Records from a data source —
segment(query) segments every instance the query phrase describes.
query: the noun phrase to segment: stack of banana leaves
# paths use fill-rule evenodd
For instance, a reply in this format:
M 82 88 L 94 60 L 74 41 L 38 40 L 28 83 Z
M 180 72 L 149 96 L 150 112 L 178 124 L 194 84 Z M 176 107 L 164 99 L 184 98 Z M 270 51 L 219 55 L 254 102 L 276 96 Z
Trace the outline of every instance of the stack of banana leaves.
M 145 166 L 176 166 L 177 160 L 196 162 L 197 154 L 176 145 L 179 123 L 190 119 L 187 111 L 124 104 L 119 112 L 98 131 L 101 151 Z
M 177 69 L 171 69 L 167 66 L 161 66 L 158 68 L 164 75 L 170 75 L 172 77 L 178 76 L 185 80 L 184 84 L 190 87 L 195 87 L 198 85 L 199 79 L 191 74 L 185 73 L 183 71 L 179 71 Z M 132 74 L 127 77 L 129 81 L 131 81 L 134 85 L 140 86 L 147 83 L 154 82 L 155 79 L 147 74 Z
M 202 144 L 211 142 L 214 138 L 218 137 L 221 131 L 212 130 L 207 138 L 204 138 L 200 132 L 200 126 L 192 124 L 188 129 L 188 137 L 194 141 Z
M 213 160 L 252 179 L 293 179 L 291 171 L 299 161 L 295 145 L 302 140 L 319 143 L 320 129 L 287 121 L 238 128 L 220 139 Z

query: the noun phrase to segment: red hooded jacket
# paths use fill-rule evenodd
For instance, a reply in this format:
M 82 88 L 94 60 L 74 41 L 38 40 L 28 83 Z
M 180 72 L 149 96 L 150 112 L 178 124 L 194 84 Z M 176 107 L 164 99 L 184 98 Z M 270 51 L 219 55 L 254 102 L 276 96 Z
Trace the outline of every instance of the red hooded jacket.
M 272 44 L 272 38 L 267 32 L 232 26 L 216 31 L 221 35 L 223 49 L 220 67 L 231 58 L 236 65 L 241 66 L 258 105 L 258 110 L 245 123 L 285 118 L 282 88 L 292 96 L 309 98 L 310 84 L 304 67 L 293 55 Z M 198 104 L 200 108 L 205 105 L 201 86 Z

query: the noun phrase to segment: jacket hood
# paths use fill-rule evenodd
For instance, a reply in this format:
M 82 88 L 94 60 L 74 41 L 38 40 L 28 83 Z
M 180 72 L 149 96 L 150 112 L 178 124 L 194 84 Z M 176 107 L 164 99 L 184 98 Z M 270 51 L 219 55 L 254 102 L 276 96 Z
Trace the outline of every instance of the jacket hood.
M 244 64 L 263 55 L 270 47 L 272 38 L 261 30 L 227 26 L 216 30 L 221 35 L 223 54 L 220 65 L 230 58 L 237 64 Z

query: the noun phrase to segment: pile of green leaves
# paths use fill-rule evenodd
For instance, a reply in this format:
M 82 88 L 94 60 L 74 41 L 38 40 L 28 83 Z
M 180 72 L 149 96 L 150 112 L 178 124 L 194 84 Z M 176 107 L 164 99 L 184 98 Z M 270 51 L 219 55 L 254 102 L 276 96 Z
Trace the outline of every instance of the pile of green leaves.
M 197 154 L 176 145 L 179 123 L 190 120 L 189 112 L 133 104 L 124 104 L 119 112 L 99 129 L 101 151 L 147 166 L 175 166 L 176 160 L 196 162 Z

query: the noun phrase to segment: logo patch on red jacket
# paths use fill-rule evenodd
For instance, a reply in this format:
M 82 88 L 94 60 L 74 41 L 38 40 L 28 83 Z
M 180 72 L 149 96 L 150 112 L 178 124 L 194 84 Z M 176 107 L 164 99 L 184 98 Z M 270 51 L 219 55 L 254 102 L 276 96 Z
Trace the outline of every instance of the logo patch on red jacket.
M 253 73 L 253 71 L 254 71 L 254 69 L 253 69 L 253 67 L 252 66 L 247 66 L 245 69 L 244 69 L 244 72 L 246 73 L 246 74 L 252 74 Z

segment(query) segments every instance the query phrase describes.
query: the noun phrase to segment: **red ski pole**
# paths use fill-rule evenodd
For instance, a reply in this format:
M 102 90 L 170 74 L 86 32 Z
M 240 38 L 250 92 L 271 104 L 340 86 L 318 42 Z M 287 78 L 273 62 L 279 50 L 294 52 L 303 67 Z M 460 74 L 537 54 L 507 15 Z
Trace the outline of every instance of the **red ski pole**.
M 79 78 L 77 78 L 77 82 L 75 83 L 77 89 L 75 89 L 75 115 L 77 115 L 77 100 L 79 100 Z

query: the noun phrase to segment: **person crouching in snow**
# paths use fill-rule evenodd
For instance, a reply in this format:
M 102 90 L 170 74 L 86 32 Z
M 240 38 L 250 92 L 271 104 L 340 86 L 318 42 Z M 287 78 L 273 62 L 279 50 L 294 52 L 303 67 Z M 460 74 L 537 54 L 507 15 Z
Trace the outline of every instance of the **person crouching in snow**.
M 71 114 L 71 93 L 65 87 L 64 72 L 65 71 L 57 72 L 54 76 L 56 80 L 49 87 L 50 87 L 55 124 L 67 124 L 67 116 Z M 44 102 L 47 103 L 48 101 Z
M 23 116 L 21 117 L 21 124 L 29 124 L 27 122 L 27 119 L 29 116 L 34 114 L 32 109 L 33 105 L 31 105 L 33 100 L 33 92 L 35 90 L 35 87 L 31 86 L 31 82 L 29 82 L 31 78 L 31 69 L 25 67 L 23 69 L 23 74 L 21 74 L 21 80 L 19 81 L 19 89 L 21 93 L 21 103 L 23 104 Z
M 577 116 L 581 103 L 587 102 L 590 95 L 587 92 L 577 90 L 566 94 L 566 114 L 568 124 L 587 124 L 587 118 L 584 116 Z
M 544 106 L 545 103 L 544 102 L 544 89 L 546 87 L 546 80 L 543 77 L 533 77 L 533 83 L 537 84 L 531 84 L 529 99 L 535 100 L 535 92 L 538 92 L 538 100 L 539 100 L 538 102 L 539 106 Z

Task to carry out —
The records above should be returned exactly.

Answer to this problem —
segment(query) segments every instance the query phrase describes.
query: the noun phrase to segment: stack of banana leaves
# paths use fill-rule evenodd
For instance, a reply in this format:
M 82 88 L 94 60 L 74 41 L 38 40 L 28 83 Z
M 180 72 L 149 96 L 150 112 L 178 124 L 194 84 Z M 176 107 L 164 99 L 184 98 Z M 270 51 L 219 55 L 254 102 L 276 96 Z
Trace the outline of every instance of the stack of banana leaves.
M 145 166 L 176 166 L 177 160 L 196 162 L 197 154 L 176 145 L 179 123 L 190 119 L 187 111 L 124 104 L 119 112 L 98 131 L 101 151 Z
M 177 69 L 171 69 L 167 66 L 161 66 L 158 68 L 164 75 L 170 75 L 172 77 L 178 76 L 185 80 L 184 84 L 190 87 L 195 87 L 198 85 L 199 79 L 191 74 L 185 73 L 183 71 L 179 71 Z M 132 74 L 127 77 L 129 81 L 131 81 L 134 85 L 140 86 L 147 83 L 154 82 L 155 79 L 147 74 Z
M 202 144 L 211 142 L 214 138 L 218 137 L 221 131 L 212 130 L 207 138 L 204 138 L 200 132 L 200 126 L 192 124 L 188 129 L 188 137 L 194 141 Z
M 213 160 L 252 179 L 293 179 L 291 171 L 299 161 L 295 145 L 302 140 L 319 143 L 320 129 L 287 121 L 238 128 L 220 139 Z

query: the noun phrase to segment: red hooded jacket
# paths use fill-rule evenodd
For instance, a reply in this format:
M 82 88 L 94 60 L 74 41 L 38 40 L 28 83 Z
M 180 72 L 149 96 L 150 112 L 178 124 L 194 84 Z M 176 107 L 164 99 L 184 98 Z M 270 51 L 219 55 L 254 102 L 276 96 Z
Trace the outline of every instance of the red hooded jacket.
M 272 44 L 272 38 L 267 32 L 232 26 L 216 31 L 221 35 L 223 49 L 220 67 L 231 58 L 236 65 L 241 66 L 258 105 L 258 110 L 245 123 L 285 118 L 282 88 L 292 96 L 309 98 L 310 84 L 304 67 L 293 55 Z M 198 104 L 200 108 L 205 105 L 201 86 Z

query: the noun phrase to segment: jacket hood
# paths use fill-rule evenodd
For instance, a reply in this format:
M 82 88 L 94 60 L 74 41 L 38 40 L 28 83 Z
M 180 72 L 149 96 L 150 112 L 178 124 L 194 84 Z M 176 107 L 164 99 L 184 98 Z M 270 51 L 219 55 L 254 102 L 276 96 Z
Trace the outline of every instance of the jacket hood.
M 244 64 L 263 55 L 270 47 L 272 38 L 261 30 L 227 26 L 216 30 L 221 35 L 223 54 L 220 65 L 230 58 L 237 64 Z

query: the noun phrase to segment: pile of green leaves
# paths use fill-rule evenodd
For instance, a reply in this format:
M 82 88 L 94 60 L 74 41 L 38 40 L 28 83 Z
M 180 72 L 149 96 L 150 112 L 178 124 L 194 84 Z M 176 107 L 164 99 L 184 98 Z M 270 51 L 219 55 L 254 102 L 276 96 Z
Trace the outline of every instance of the pile of green leaves.
M 197 154 L 176 145 L 179 123 L 190 120 L 189 112 L 133 104 L 124 104 L 119 112 L 99 129 L 101 151 L 147 166 L 175 166 L 176 160 L 196 162 Z

query: the noun phrase to segment: logo patch on red jacket
# paths use fill-rule evenodd
For instance, a reply in this format:
M 82 88 L 94 60 L 74 41 L 38 40 L 28 83 Z
M 180 72 L 149 96 L 150 112 L 178 124 L 194 84 Z M 176 107 L 164 99 L 184 98 Z M 270 51 L 219 55 L 254 102 L 276 96 Z
Trace the outline of every instance of the logo patch on red jacket.
M 253 73 L 253 71 L 254 71 L 254 69 L 253 69 L 253 67 L 252 66 L 247 66 L 245 69 L 244 69 L 244 72 L 246 73 L 246 74 L 252 74 Z

segment(query) segments every instance the query phrase describes.
query: the noun phrase to segment: **red ski pole**
# paths use fill-rule evenodd
For instance, a reply in this format:
M 102 90 L 170 74 L 86 32 Z
M 240 38 L 250 92 L 271 104 L 340 86 L 318 42 Z M 287 78 L 273 62 L 279 50 L 294 52 L 303 67 Z M 460 74 L 537 54 L 507 15 Z
Trace the outline of every instance of the **red ski pole**.
M 79 78 L 77 78 L 77 82 L 75 83 L 77 89 L 75 89 L 75 115 L 77 115 L 77 100 L 79 100 Z

query: the noun phrase to segment: **person crouching in snow**
# paths use fill-rule evenodd
For instance, a reply in this format:
M 102 90 L 170 74 L 86 32 Z
M 240 38 L 250 92 L 271 104 L 340 86 L 318 42 Z M 287 78 L 273 62 L 279 50 L 294 52 L 303 67 Z M 460 74 L 537 54 L 507 15 Z
Trace the outline of every instance of the **person crouching in snow**.
M 71 114 L 71 93 L 65 87 L 64 72 L 65 71 L 57 72 L 54 76 L 56 80 L 49 87 L 50 87 L 55 124 L 67 124 L 67 116 Z M 44 102 L 47 103 L 48 101 Z
M 23 116 L 21 117 L 21 124 L 29 124 L 27 122 L 27 119 L 29 116 L 34 114 L 32 109 L 33 105 L 31 105 L 33 100 L 33 92 L 35 90 L 35 87 L 31 86 L 31 82 L 29 82 L 31 78 L 31 69 L 25 67 L 23 69 L 23 74 L 21 74 L 21 80 L 19 81 L 19 89 L 21 93 L 21 103 L 23 104 Z
M 577 116 L 581 103 L 587 102 L 590 95 L 587 92 L 577 90 L 566 94 L 566 114 L 568 124 L 587 124 L 587 118 L 584 116 Z
M 544 106 L 545 103 L 544 102 L 544 89 L 546 87 L 546 80 L 543 77 L 533 77 L 533 83 L 537 84 L 531 84 L 529 99 L 535 100 L 535 92 L 538 92 L 538 100 L 539 100 L 538 102 L 539 106 Z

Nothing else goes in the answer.